Arbeitsauftrag A: Erklären Sie in ein bis drei Sätzen, weshalb es nach dem Text zur Kaskoversicherung gefährlich ist, wenn der Versicherungsnehmer ohne Rücksprache mit seinem Kaskoversicherer von sich aus einen Sachverständigen beauftragt.
Arbeitsauftrag B:
Beantworten Sie zum Text über die Kaskoversicherung die folgenden Fragen:
(i) Worauf haben nahezu alle Versicherungsgesellschaften das Weisungsrecht aus § 7 III AKB ausgedehnt?
(ii) Binnen welcher Frist soll der Kaskoversicherer nach Eröffnung des Sachverständigenverfahrens seinen Sachverständigen benennen?
(iii) Wer kann nicht als Sachverständiger für den Sachverständigenausschuss benannt werden?
Arbeitsauftrag C: Schreiben Sie den Text zur Kaskoversicherung im Anschluss an seinen letzten Satz weiter.

Vorliegender Text:
****

Rz. 301
Nahezu alle Versicherungsgesellschaften haben das Weisungsrecht aus § 7 III AKB auch auf die Verwertung des Restwertes ausgedehnt (ebenso nunmehr ausdrücklich E.3.2 AKB 2008). Anders als beim Haftpflichtfall ist bei Kaskoschäden also stets die Weisung des Versicherers abzuwarten, bevor eine Restwertrealisierung vorgenommen werden kann.
Rz. 302
Auch ein weiterer Unterschied besteht zum Haftpflichtrecht: Es ist zunächst einmal alleiniges Recht des Versicherers, einen – ggf. versicherungseigenen – Sachverständigen mit der Bewertung des Fahrzeugschadens, insbesondere des Restwertes, zu beauftragen.
Rz. 303
Tipp
Es ist daher gefährlich, wenn der Versicherungsnehmer ohne Rücksprache mit seinem Kaskoversicherer von sich aus einen Sachverständigen beauftragt. In der Regel wird der Kaskoversicherer dessen Gutachten nicht akzeptieren. Er ist auch nicht verpflichtet, das dadurch entstandene Sachverständigenhonorar zu ersetzen (so nunmehr ausdrücklich A.2.8 AKB 2008).
Rz. 304
Zwar kann der Versicherungsnehmer anschließend einen eigenen Sachverständigen mit der Schadensschätzung beauftragen. Da dessen Gutachten aber jedenfalls dann nicht vom Kaskoversicherer akzeptiert wird, wenn es von den Werten des versicherungseigenen Sachverständigen nennenswert abweicht, ist dann der Weg über das Sachverständigenverfahren gem. § 14 AKB bzw. A.2.17 AKB 2008 möglich, inzwischen allerdings gem. A.2.6 der neuesten AKB 2015 nicht mehr obligatorisch (vgl. dazu § 13 Rdn 268 f.).
Rz. 305
D.h., der Versicherungsnehmer kann gegenüber seinem Kaskoversicherer das Sachverständigenverfahren schriftlich formell eröffnen und seinen Sachverständigen benennen, verbunden mit der Aufforderung an den Kaskoversicherer, dessen Sachverständigen binnen einer Frist von 14 Tagen ebenfalls zu benennen. Versäumt er die Frist, gilt allein das Gutachten des Sachverständigen des Versicherungsnehmers. Ein Mitarbeiter einer Partei (z.B. beim Versicherer angestellter Sachverständiger) kann nicht als Sachverständiger für den Sachverständigenausschuss benannt werden (BGH v. 10.12.2014 – IV ZR 281/14 – NZV 2015, 184).

****

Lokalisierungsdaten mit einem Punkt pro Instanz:
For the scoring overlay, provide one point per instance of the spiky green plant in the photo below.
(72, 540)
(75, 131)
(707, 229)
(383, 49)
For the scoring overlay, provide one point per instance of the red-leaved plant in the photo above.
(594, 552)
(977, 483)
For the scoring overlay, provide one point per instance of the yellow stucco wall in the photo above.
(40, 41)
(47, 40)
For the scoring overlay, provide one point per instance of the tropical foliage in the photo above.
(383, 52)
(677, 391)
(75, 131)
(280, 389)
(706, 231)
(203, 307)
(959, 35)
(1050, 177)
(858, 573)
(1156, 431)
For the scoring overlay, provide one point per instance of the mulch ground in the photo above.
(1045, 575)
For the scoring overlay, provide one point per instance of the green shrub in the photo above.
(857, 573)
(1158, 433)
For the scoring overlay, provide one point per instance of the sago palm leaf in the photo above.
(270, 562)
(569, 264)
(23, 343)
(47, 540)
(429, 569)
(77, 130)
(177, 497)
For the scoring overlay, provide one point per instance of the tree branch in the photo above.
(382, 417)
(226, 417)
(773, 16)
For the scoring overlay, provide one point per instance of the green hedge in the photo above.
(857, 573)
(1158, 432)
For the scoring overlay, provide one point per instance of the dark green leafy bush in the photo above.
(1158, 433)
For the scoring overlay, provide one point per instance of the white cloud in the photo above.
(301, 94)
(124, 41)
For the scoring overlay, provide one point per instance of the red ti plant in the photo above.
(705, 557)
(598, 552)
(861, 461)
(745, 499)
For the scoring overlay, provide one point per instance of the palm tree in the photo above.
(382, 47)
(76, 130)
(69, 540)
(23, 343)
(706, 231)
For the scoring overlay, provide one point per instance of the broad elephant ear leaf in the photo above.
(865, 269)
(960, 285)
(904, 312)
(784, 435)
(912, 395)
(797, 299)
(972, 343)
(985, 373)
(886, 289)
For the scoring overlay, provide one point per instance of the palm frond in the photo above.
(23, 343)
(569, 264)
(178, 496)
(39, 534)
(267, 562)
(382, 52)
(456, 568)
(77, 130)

****

Schriftliche Antwort A: Der Kaskoversicherer wird das Gutachten eines solchen Sachverständigen in der Regel nicht akzeptieren. Außerdem ist er nicht verpflichtet, das dadurch entstandene Sachverständigenhonorar zu ersetzen (so ausdrücklich A.2.8 AKB 2008).

Schriftliche Antwort B:
(i) Auf die Verwertung des Restwertes.
(ii) Binnen einer Frist von 14 Tagen.
(iii) Ein Mitarbeiter einer Partei, zum Beispiel ein beim Versicherer angestellter Sachverständiger.

Schriftliche Antwort C:
Rz. 306
Ansonsten setzen sich die beiden Sachverständigen zusammen und versuchen eine einvernehmliche Einigung, was in der Regel scheitert. Dann bestimmen beide einen Obersachverständigen, der oft salomonisch zu einem Ergebnis gelangt, das in der Mitte zwischen beiden Sachverständigen liegt.
Rz. 307
Entsprechend dem prozentualen Ergebnis von Obsiegen zu Unterliegen werden dann alle insgesamt entstandenen Sachverständigenkosten auf Versicherungsnehmer und Versicherer verteilt. Das hat dann oft die Konsequenz, dass der mühsam erreichte Mehrerlös durch die Sachverständigenkosten wieder aufgezehrt wird, weshalb sich das Sachverständigenverfahren aus praktischen Erwägungen heraus in der Regel nicht lohnt und nur noch selten durchgeführt wird.
Rz. 308
Soweit bekannt, gewährt nur die ADAC-Rechtsschutzversicherung für ein solches Sachverständigenverfahren Kostenschutz (vgl. § 5 Abs. 1 g ADAC-VRB 2008 sowie 4.1 Ziff. 5 ADAC RB 2018), sodass der Versicherungsnehmer in der Regel das volle Kostenrisiko allein trägt.